Challenge: List the numbered clothing items that the first-date blog post below names as things men should not wear.

Selected extract:

[Start]

You know, four years ago when I had my gall bladder removed, I
was pretty much incapacitated for eight weeks.
I needed to do something in my off time to pass the time while I healed.
One way I did that was by reading lots of stuff, either in book
form, or in online articles.
A couple of these articles were on first dates, and specifically
what men should never wear on a first date. Being someone who has trouble
securing second dates with people, let alone first dates, I read with interest,
wondering if maybe I was subconsciously doing something wrong.
Turns out some of their suggestions I tend to agree with.
Some I'm indifferent on. Some I outright disagree with. But, I
figure that I'd let YOU be the judge. Of course, I'm going to pipe in
with my own two cents on each of these articles of clothing and whether I agree
with the idea of them being worn on a FIRST date...but I'm interested in
reading some of your comments, because really, how they came up with this list
is something I find entertaining.
Ready? Let's go!
1. Pleated KHAKIS - Apparently the person who
wrote the first article said that khakis are okay, if you were going to a
junior high school dance, but not for a first date. I kind of have mixed
feelings about this. If I were to go on a first date, I'd probably end up
wearing dark wash jeans without holes or tears in them. But, that being
said, if my khakis were neatly pressed (and did not have pleats in them), I
don't see any reason why my date wouldn't like them...of course, I am just a
typical man here...what do I know? I say that they're fine...but again, I
prefer flat front. Pleated makes you look bigger than you really are, and
that I know from experience.
2. JOKE TEES - You know the
shirts I'm talking about. The ones that have cartoon characters on them,
or the ones that have swear words on them. Yeah, I agree that those
shirts are probably not a good idea to wear on a first date. Could you
just imagine taking a girl out on a date to a nice restaurant and wearing a
T-shirt that says "I'm With Stupid"? Yeah, there's a
deal-breaker there. Mind you, I happen to own a couple of T-shirts that
have cartoon characters on them, but I only ever wear them as sleepwear or
loungewear. Certainly not for a night on the town! I completely
agree.
3. TOO SHORT PANTS - I just want
to say right now that while I agree with this one too (I mean, what guy wants
to look like Steve Urkel on a date?), I also want to say that as someone who
stands at over six feet tall, finding pants is always a challenge for me.
More often than not, I have to wear pants with a 34-inch inseam, and most
stores only seem to carry 32-inch. Different brands offer different
interpretations of what a 32-inch inseam really is, and in some cases, I make
it work...but it takes a lot of experiementation. If ever you see me with
too-short pants, it's likely an experiment that didn't quite work. But,
yes, I will reserve my 34-inch inseams for the first date.

[End]

Provided data:

[Start]

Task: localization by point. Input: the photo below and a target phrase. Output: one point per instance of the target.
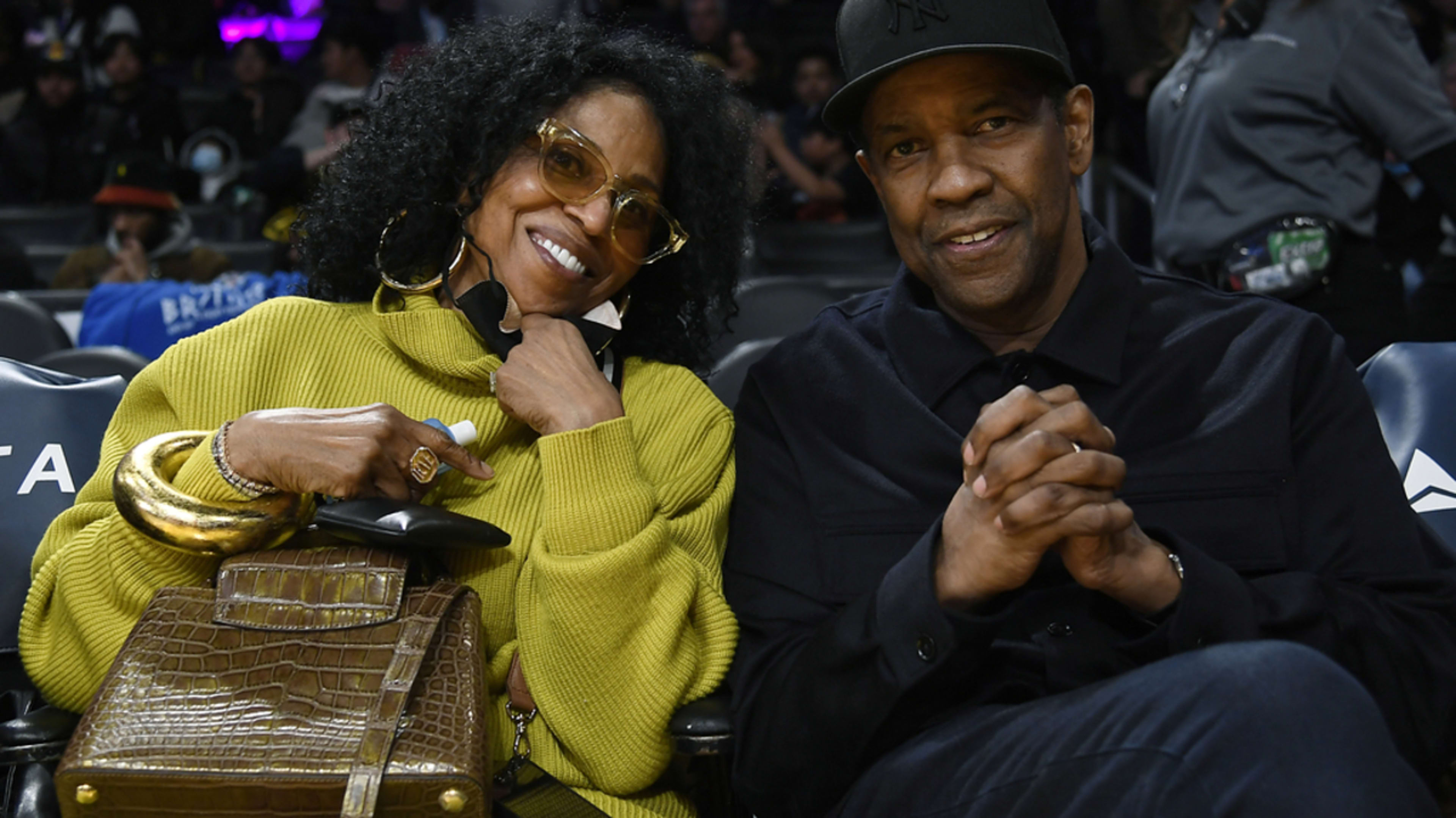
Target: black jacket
(1253, 453)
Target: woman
(541, 158)
(1283, 110)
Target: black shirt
(1251, 452)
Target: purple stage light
(279, 30)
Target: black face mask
(485, 306)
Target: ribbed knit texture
(610, 589)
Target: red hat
(139, 181)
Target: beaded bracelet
(253, 488)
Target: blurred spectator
(149, 238)
(1142, 40)
(260, 110)
(421, 24)
(53, 152)
(350, 53)
(139, 114)
(1292, 116)
(15, 76)
(215, 158)
(82, 25)
(826, 184)
(816, 79)
(287, 175)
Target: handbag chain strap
(416, 635)
(520, 708)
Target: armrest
(704, 727)
(34, 731)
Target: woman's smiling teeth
(561, 255)
(977, 236)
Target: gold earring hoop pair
(411, 287)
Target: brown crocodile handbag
(311, 683)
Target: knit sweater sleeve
(621, 615)
(94, 574)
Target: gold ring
(423, 465)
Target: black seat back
(730, 373)
(27, 331)
(95, 361)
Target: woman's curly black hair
(458, 113)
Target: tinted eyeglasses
(574, 171)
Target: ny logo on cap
(919, 11)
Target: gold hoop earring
(413, 287)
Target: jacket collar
(932, 353)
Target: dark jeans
(1251, 730)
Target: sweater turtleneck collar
(433, 337)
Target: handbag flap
(324, 589)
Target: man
(149, 238)
(820, 181)
(137, 113)
(1034, 533)
(816, 79)
(53, 151)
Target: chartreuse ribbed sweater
(610, 589)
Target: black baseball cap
(880, 37)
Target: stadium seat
(49, 226)
(28, 331)
(1413, 388)
(730, 372)
(774, 308)
(823, 241)
(50, 444)
(95, 361)
(47, 260)
(778, 306)
(246, 257)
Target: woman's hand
(344, 453)
(551, 380)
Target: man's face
(977, 180)
(814, 82)
(124, 68)
(140, 223)
(56, 89)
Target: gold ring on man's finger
(424, 465)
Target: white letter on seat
(49, 466)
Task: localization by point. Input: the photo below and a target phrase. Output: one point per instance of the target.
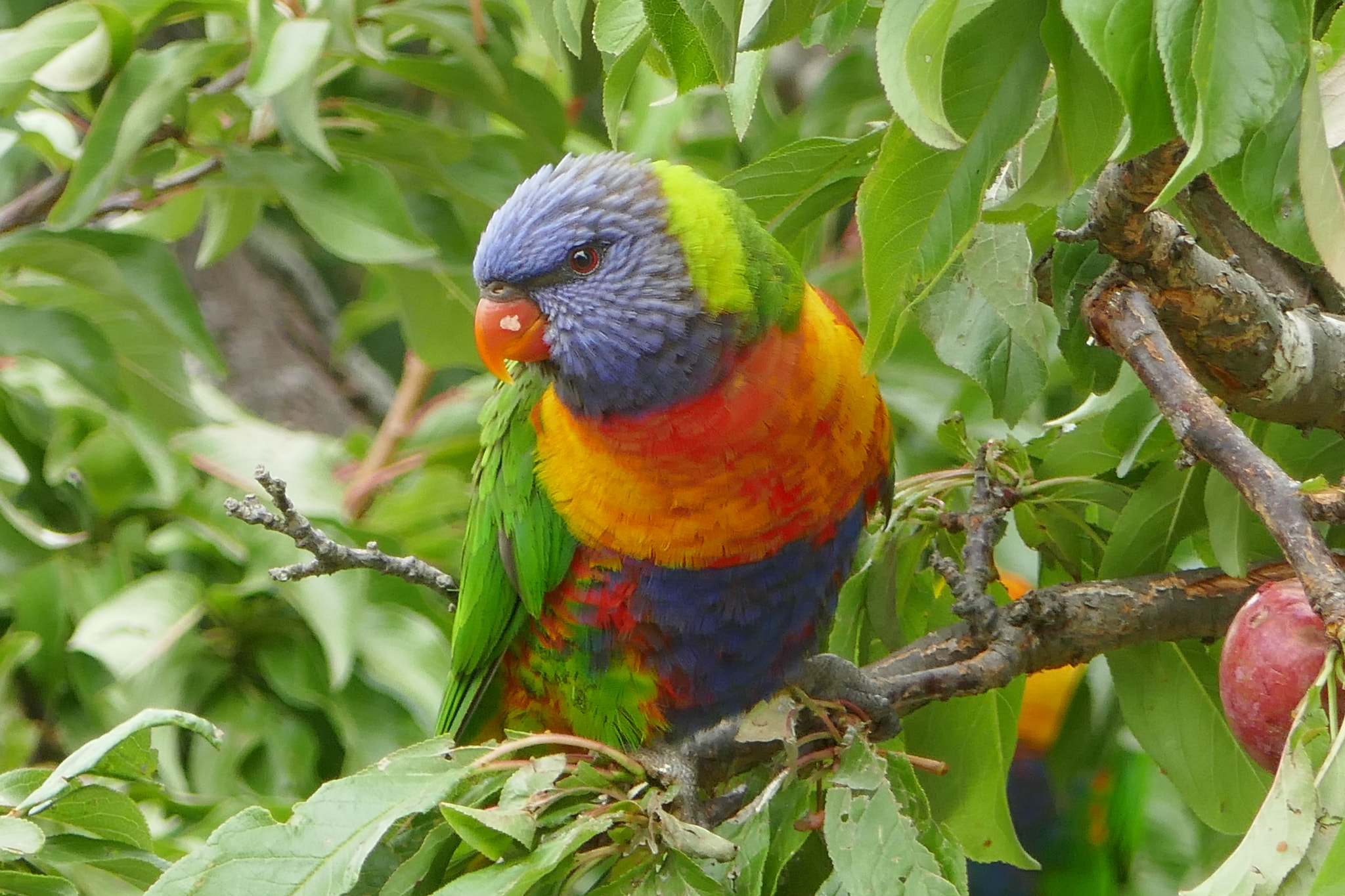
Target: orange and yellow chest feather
(782, 449)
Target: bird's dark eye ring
(584, 259)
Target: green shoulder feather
(516, 551)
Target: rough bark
(1119, 316)
(1269, 354)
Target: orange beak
(509, 327)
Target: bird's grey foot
(669, 766)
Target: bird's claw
(830, 677)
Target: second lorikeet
(674, 473)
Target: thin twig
(34, 203)
(328, 557)
(164, 188)
(1245, 343)
(984, 523)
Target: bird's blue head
(579, 273)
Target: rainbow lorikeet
(674, 475)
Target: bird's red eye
(584, 259)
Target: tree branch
(1119, 316)
(328, 557)
(1043, 629)
(1246, 344)
(34, 203)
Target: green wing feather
(517, 547)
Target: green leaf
(971, 337)
(698, 39)
(919, 206)
(1324, 203)
(517, 878)
(1119, 37)
(1278, 836)
(677, 875)
(101, 812)
(357, 213)
(231, 215)
(1229, 526)
(88, 757)
(152, 274)
(975, 736)
(78, 66)
(405, 654)
(407, 879)
(19, 837)
(169, 222)
(452, 28)
(744, 88)
(693, 840)
(142, 622)
(998, 264)
(911, 43)
(778, 22)
(65, 339)
(618, 24)
(531, 779)
(70, 855)
(1168, 695)
(22, 884)
(307, 461)
(37, 42)
(1239, 83)
(1176, 24)
(292, 53)
(324, 843)
(1261, 183)
(860, 767)
(617, 83)
(298, 121)
(834, 28)
(937, 839)
(875, 848)
(132, 110)
(527, 102)
(778, 186)
(1164, 511)
(1088, 110)
(132, 759)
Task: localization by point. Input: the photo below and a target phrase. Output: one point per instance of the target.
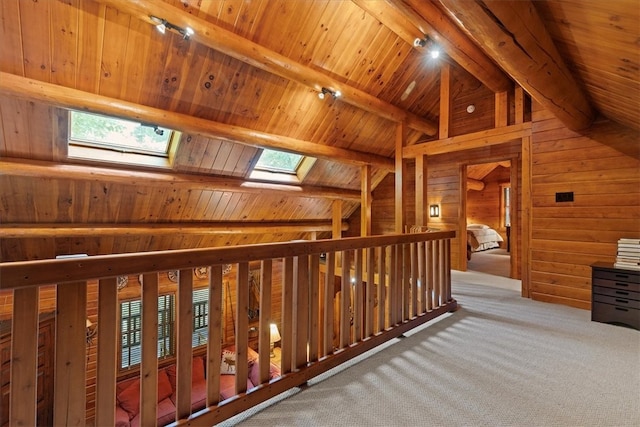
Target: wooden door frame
(514, 167)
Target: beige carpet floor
(500, 360)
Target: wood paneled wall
(602, 169)
(47, 304)
(483, 207)
(443, 188)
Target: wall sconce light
(163, 24)
(274, 337)
(434, 50)
(92, 329)
(324, 92)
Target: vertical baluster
(442, 272)
(422, 308)
(393, 285)
(214, 332)
(301, 313)
(107, 351)
(345, 300)
(264, 343)
(24, 357)
(436, 274)
(413, 312)
(382, 288)
(430, 274)
(358, 298)
(329, 292)
(406, 282)
(242, 327)
(398, 286)
(370, 291)
(149, 344)
(314, 328)
(447, 269)
(69, 396)
(287, 316)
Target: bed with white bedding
(481, 237)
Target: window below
(131, 327)
(274, 165)
(505, 205)
(109, 139)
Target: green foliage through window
(118, 134)
(279, 161)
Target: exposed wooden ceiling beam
(22, 231)
(260, 57)
(514, 35)
(40, 169)
(415, 18)
(64, 97)
(469, 141)
(472, 184)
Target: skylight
(119, 134)
(278, 161)
(274, 165)
(109, 139)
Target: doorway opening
(488, 217)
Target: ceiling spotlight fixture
(420, 42)
(163, 24)
(324, 92)
(430, 44)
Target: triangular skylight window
(274, 165)
(109, 139)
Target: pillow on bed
(228, 363)
(477, 227)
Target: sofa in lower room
(128, 390)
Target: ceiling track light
(324, 92)
(163, 24)
(434, 49)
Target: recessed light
(408, 90)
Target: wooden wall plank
(301, 314)
(214, 331)
(149, 344)
(69, 396)
(107, 352)
(287, 316)
(24, 358)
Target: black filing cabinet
(615, 296)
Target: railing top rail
(56, 271)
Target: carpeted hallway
(500, 360)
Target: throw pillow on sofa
(228, 363)
(129, 398)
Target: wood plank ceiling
(109, 48)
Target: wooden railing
(388, 285)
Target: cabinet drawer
(607, 313)
(617, 275)
(616, 284)
(617, 301)
(617, 293)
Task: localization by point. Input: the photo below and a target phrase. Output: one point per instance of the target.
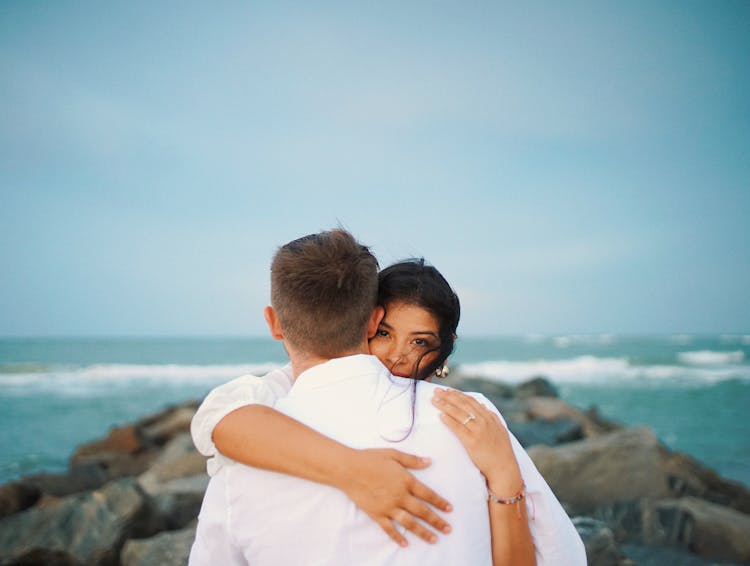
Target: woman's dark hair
(414, 282)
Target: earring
(442, 372)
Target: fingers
(424, 493)
(392, 532)
(456, 408)
(458, 400)
(410, 460)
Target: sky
(570, 167)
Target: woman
(414, 339)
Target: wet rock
(550, 433)
(552, 409)
(88, 528)
(177, 502)
(709, 530)
(120, 441)
(17, 496)
(165, 549)
(688, 476)
(600, 544)
(617, 466)
(667, 556)
(536, 387)
(178, 459)
(75, 480)
(162, 427)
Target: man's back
(269, 518)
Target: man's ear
(372, 325)
(274, 326)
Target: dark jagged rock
(644, 555)
(87, 529)
(553, 409)
(601, 547)
(618, 466)
(17, 496)
(704, 528)
(75, 480)
(537, 387)
(165, 549)
(550, 433)
(640, 493)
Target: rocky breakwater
(132, 497)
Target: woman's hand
(378, 482)
(484, 436)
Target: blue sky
(570, 167)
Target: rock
(119, 441)
(707, 529)
(178, 459)
(493, 390)
(17, 496)
(600, 544)
(165, 549)
(177, 502)
(552, 409)
(536, 387)
(88, 528)
(687, 476)
(162, 427)
(77, 479)
(617, 466)
(551, 433)
(644, 555)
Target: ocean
(56, 393)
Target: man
(323, 295)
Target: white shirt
(556, 541)
(252, 516)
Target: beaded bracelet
(520, 496)
(517, 498)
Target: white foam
(67, 378)
(583, 339)
(592, 369)
(711, 357)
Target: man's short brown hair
(323, 288)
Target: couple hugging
(304, 466)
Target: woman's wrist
(506, 484)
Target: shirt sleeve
(222, 400)
(213, 542)
(556, 540)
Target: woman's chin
(397, 374)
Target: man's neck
(303, 362)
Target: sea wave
(111, 374)
(592, 369)
(711, 357)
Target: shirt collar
(335, 370)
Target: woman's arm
(487, 441)
(377, 481)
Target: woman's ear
(274, 326)
(372, 326)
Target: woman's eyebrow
(428, 332)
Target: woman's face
(406, 332)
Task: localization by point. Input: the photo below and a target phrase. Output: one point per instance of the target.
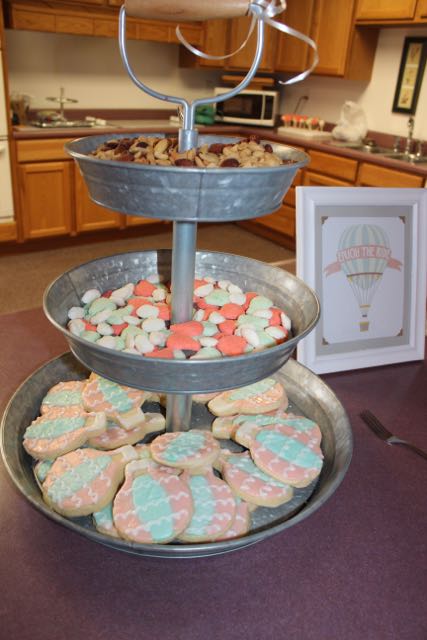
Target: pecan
(230, 162)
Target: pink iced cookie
(248, 482)
(152, 506)
(52, 435)
(214, 507)
(86, 480)
(115, 436)
(288, 459)
(63, 394)
(260, 397)
(185, 449)
(121, 404)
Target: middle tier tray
(183, 376)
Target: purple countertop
(354, 570)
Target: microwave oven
(251, 106)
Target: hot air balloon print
(363, 254)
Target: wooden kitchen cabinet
(45, 198)
(371, 175)
(89, 215)
(396, 12)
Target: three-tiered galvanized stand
(187, 196)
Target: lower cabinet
(45, 199)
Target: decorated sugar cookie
(152, 506)
(52, 435)
(248, 482)
(121, 404)
(288, 459)
(86, 480)
(115, 436)
(63, 394)
(185, 449)
(225, 427)
(260, 397)
(214, 507)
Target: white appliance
(257, 107)
(6, 194)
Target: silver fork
(382, 432)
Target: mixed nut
(249, 152)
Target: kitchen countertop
(354, 569)
(23, 132)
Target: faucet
(408, 145)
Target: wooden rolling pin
(186, 10)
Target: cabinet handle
(186, 10)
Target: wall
(327, 95)
(91, 71)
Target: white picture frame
(363, 251)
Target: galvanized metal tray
(185, 194)
(308, 395)
(182, 376)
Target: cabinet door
(332, 33)
(292, 54)
(91, 216)
(243, 59)
(385, 10)
(45, 192)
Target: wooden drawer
(312, 179)
(371, 175)
(335, 166)
(40, 150)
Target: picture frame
(410, 77)
(363, 251)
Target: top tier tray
(186, 194)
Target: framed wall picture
(410, 76)
(363, 250)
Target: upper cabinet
(384, 12)
(92, 18)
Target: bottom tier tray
(308, 395)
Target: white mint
(238, 298)
(104, 329)
(207, 341)
(204, 290)
(90, 295)
(76, 312)
(233, 288)
(199, 315)
(286, 321)
(216, 317)
(158, 295)
(101, 316)
(143, 344)
(250, 336)
(107, 341)
(158, 338)
(147, 311)
(153, 324)
(133, 320)
(263, 313)
(76, 326)
(275, 332)
(124, 292)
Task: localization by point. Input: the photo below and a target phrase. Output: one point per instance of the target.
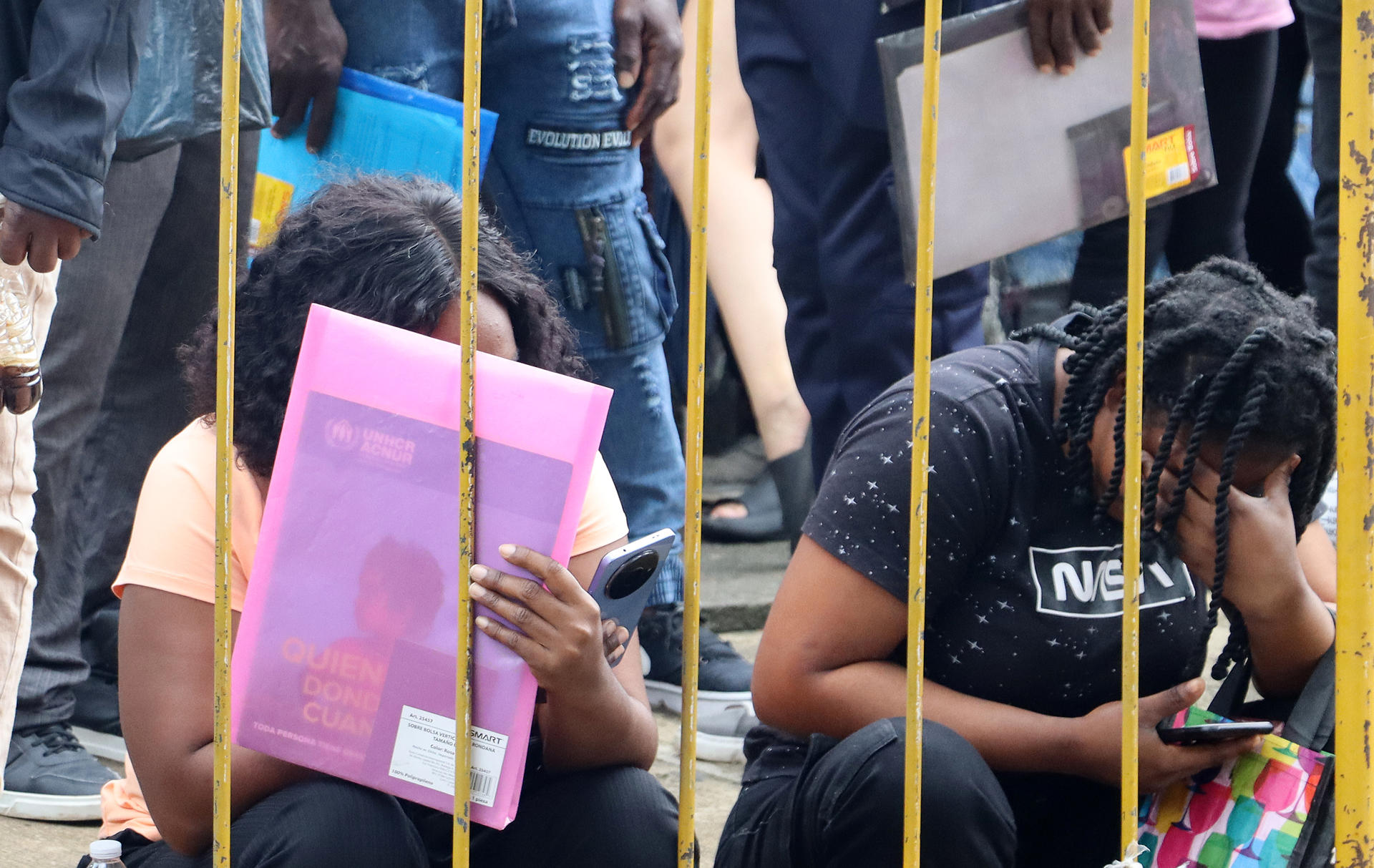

[End]

Result for this task:
1. Pleated khakis
2. Joke tees
3. Too-short pants